■ INSTRUCTIONS TO FOLLOW:
Repeat the rows below verbatim, from the line with "point: white wing" up to and including the line with "column 490, row 437".

(Stored data entries)
===
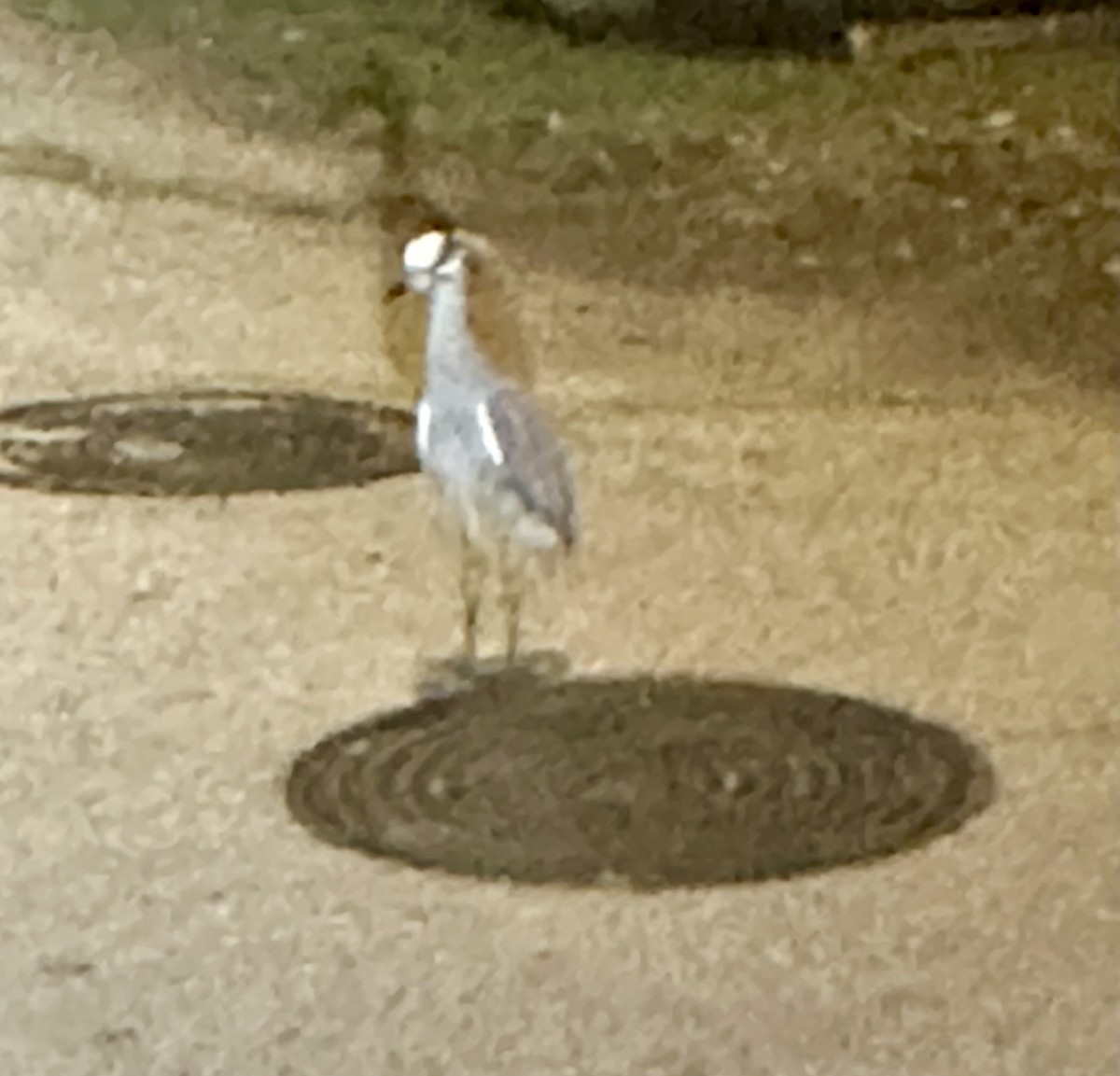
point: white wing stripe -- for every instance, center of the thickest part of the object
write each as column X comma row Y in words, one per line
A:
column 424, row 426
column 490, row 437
===
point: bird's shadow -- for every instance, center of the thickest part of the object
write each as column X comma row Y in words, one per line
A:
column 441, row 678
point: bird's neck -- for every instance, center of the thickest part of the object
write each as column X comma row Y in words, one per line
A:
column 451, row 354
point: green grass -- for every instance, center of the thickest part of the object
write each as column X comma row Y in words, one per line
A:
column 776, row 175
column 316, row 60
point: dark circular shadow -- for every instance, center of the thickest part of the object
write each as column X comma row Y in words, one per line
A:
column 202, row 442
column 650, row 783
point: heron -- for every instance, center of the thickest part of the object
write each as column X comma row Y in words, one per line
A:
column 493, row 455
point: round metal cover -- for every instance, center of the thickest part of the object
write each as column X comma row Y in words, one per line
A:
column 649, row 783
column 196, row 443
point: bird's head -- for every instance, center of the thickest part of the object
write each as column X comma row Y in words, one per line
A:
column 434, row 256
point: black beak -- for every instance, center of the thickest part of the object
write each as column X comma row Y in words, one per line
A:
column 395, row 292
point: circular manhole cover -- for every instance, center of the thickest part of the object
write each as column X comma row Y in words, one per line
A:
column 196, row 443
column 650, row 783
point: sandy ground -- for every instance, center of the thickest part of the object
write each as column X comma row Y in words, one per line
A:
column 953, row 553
===
■ OUTPUT FOR THIS TASK:
point: white wing stripe -- for every instance, center of the thickest part of the object
write each as column X comma row Y in words, one per line
A:
column 424, row 426
column 490, row 437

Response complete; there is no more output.